** 数据条目 **
§

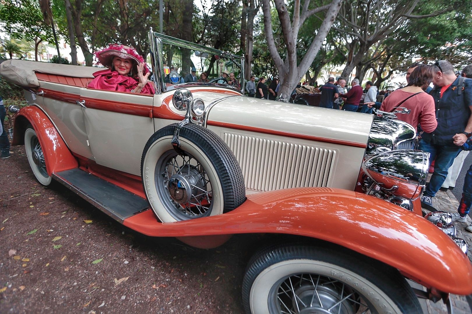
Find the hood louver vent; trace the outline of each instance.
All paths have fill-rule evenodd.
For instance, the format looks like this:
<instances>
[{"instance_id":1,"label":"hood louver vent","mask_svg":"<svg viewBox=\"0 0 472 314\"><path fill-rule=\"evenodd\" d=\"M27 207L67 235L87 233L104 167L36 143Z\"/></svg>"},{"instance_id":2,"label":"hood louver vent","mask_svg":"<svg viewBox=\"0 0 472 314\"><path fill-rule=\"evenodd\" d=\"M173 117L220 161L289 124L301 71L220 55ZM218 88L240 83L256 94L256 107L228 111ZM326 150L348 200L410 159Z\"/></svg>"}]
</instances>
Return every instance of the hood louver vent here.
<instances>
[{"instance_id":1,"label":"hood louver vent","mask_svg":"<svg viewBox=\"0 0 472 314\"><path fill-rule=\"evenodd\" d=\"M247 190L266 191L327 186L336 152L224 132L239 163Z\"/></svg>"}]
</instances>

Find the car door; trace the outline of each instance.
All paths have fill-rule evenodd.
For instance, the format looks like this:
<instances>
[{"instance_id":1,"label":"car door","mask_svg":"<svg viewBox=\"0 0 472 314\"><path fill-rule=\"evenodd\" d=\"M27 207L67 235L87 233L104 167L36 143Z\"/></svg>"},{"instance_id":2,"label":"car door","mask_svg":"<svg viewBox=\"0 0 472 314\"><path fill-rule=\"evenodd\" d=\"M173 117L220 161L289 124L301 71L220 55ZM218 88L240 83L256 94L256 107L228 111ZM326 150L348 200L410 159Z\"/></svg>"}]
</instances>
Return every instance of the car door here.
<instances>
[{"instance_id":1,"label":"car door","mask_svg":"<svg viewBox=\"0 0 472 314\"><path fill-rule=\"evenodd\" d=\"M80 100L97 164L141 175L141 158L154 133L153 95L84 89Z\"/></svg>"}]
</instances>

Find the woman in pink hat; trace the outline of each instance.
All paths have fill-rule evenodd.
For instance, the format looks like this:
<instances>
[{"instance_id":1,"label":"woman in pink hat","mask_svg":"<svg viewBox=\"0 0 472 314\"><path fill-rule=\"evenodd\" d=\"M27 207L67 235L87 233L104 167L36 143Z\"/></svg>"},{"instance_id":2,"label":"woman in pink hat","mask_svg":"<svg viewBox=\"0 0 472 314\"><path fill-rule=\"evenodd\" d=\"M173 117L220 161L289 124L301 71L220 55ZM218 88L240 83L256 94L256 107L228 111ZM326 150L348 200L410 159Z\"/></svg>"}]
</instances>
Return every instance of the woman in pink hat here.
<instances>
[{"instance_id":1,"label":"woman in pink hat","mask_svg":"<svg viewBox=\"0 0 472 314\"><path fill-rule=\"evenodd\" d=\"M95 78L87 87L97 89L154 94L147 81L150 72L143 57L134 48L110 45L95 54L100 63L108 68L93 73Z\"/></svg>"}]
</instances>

§

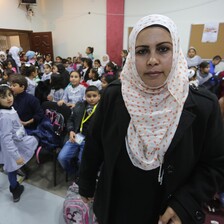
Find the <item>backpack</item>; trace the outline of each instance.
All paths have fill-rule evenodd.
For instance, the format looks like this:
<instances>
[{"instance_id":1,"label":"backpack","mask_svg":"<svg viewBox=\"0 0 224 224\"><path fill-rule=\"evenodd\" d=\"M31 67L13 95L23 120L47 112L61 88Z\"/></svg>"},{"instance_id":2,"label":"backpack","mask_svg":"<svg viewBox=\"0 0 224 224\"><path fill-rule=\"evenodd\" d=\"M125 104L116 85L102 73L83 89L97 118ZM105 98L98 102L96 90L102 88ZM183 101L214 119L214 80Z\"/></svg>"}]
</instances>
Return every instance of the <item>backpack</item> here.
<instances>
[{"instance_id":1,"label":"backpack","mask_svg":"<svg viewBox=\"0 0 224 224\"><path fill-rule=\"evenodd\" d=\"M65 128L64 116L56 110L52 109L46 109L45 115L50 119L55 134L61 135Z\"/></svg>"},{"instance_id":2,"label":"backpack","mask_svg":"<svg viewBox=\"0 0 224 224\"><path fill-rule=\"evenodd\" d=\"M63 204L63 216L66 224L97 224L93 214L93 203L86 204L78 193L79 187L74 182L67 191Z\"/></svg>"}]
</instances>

§

** 你的任务 **
条目中哪些行含有字符串“each”？请把这些行全部摘录出来，大小写须完全一致。

** 练习作答 **
Find the hood louver vent; trace the outline of each instance.
Find the car door; trace the outline of each instance.
Find the woman in pink hat; trace the outline of each instance.
Find the <item>backpack</item>; trace the outline of each instance.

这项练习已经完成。